The task:
Copy out every one of the records below word for word, line by line, changing nothing.

The input:
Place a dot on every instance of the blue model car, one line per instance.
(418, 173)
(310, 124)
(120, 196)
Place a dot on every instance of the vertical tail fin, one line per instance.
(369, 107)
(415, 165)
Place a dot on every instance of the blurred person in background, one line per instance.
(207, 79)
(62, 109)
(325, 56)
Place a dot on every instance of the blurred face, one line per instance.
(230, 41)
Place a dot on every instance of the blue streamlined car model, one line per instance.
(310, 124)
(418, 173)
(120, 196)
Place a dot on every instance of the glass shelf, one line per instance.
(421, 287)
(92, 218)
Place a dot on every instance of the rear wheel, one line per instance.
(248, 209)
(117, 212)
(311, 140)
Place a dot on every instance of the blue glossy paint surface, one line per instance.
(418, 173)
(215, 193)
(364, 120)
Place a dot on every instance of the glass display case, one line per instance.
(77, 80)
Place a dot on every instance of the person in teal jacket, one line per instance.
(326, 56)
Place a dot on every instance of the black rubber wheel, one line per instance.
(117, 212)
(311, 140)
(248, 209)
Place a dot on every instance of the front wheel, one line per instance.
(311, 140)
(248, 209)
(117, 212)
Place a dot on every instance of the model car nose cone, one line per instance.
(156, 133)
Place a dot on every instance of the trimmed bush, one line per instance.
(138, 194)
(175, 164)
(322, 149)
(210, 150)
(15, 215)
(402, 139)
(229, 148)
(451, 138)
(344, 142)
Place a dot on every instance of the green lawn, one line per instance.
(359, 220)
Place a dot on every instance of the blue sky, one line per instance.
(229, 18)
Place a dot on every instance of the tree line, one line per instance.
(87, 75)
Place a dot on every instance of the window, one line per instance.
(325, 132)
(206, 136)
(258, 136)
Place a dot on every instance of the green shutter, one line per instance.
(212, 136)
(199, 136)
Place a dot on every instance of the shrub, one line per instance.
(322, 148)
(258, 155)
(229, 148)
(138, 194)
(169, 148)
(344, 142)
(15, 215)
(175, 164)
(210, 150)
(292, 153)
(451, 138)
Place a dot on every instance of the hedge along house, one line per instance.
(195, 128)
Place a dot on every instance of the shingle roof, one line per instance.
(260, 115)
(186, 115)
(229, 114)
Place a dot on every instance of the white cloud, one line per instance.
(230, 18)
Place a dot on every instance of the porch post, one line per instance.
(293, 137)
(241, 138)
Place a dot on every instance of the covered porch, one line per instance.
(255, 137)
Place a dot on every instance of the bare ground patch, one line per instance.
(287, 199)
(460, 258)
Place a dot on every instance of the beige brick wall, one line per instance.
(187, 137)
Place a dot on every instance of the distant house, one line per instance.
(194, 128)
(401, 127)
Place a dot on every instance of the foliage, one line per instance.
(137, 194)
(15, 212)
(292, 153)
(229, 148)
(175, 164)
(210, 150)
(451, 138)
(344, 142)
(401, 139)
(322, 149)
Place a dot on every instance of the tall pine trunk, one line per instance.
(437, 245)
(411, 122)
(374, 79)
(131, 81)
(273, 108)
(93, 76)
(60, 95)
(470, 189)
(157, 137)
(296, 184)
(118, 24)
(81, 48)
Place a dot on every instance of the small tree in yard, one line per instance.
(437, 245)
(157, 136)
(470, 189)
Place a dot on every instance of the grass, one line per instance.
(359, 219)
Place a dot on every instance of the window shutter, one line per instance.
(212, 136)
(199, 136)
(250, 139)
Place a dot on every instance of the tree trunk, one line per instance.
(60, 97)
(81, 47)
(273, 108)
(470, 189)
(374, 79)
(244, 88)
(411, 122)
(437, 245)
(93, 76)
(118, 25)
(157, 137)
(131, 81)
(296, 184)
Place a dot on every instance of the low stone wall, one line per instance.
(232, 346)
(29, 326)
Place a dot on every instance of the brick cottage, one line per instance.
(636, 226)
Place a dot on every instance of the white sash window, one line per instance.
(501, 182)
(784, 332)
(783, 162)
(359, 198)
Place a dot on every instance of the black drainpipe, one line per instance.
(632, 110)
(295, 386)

Response to this exercise:
Place a dot on every instance of the blue model car, one line per instance.
(418, 173)
(310, 124)
(120, 196)
Place a dot on every instance of the vertical tail fin, one line per instance.
(369, 107)
(415, 165)
Place a dot on every instance of the blurred person in background, one line per instance.
(207, 79)
(62, 109)
(325, 56)
Place a dot on every instance of the blurred face, one line per instance.
(230, 41)
Place a dot on every instance of the blue streamlined car model, one line per instance.
(310, 124)
(418, 173)
(120, 196)
Place a dot on every instance of the glass shelf, one line per instance.
(421, 287)
(92, 218)
Place a dot on every instance of the rear wheel, one line per instance.
(248, 209)
(117, 212)
(311, 140)
Place a dot on every instance of the blue glossy paint surface, one line per instance.
(418, 173)
(215, 193)
(364, 120)
Place a dot on every instance of the glass display case, one line per instance.
(77, 80)
Place a dot on every instance of the person in teal jacket, one line per instance.
(326, 56)
Place a dot on every instance of the black rubber wheel, one line per instance.
(117, 212)
(311, 140)
(248, 209)
Place a dot on every instance of the front wheel, one line per instance.
(311, 140)
(248, 209)
(117, 212)
Place a dot on every instance of the model car nose cone, one line per instance.
(156, 133)
Place a dot on every instance of the trimmed bush, one line per instance.
(138, 194)
(175, 164)
(322, 149)
(210, 150)
(15, 215)
(402, 139)
(229, 148)
(451, 138)
(344, 142)
Place a dot on every instance of the green lawn, one line per instance.
(359, 220)
Place a dot on every instance of the blue sky, one line per instance.
(229, 18)
Place a dot on every instance of the tree line, one line per instance.
(87, 75)
Place a dot on every instance of the window, one line per instance.
(325, 132)
(206, 136)
(258, 136)
Place a dot on every instance of the green shutter, one line per instance.
(212, 136)
(199, 136)
Place a dot on every instance of the shrub, one line per instance.
(322, 148)
(258, 155)
(229, 148)
(138, 194)
(169, 148)
(344, 142)
(15, 215)
(175, 164)
(210, 150)
(292, 153)
(451, 138)
Place a dot on every instance of the hedge along house, one line per instance.
(195, 128)
Place a dot on every instance of the shingle roof, one line per instance.
(260, 115)
(186, 115)
(229, 114)
Place a dot on every instance of the white cloud, one line per instance.
(230, 18)
Place a dot on every instance of the porch post, one line per instance.
(293, 137)
(241, 138)
Place a dot on every instance of the covered porch, one line per instance.
(255, 137)
Place a dot on every instance of the bare ground patch, one line per instance.
(287, 199)
(460, 258)
Place a dot on every instance of the beige brick wall, one line per instance.
(187, 137)
Place a dot on every instance of the distant house, one line per instance.
(194, 128)
(401, 127)
Place a dot on every instance of the foliage, one line per instance.
(137, 194)
(15, 212)
(292, 153)
(229, 148)
(175, 164)
(210, 150)
(451, 138)
(344, 142)
(401, 139)
(322, 149)
Place a dot on every instance of the tall pine trunk, one line per instance.
(437, 245)
(411, 122)
(374, 79)
(131, 81)
(273, 108)
(93, 76)
(60, 95)
(470, 189)
(157, 137)
(296, 184)
(118, 24)
(81, 48)
Place a dot on every instance of the small tree in yard, one line per instance.
(437, 245)
(157, 136)
(470, 189)
Place a dot on every instance of the grass, one line per instance.
(359, 219)
Place a dot on every instance of the window shutter, one line per instance.
(212, 136)
(199, 136)
(250, 139)
Place a dot on every instance of the tree trunk, one line per instance.
(60, 97)
(81, 47)
(273, 108)
(470, 189)
(374, 79)
(244, 88)
(411, 122)
(437, 245)
(93, 76)
(118, 25)
(157, 137)
(131, 81)
(296, 184)
Place a dot on every instance of the low stone wall, one line per instance.
(232, 346)
(29, 326)
Place a dot on every instance of the brick cottage, one line per instance.
(636, 226)
Place a dot on every instance of the white sash window, one line per instance.
(501, 182)
(784, 332)
(783, 162)
(359, 198)
Place a dot on every instance of the black drainpipe, one line per instance.
(632, 110)
(295, 386)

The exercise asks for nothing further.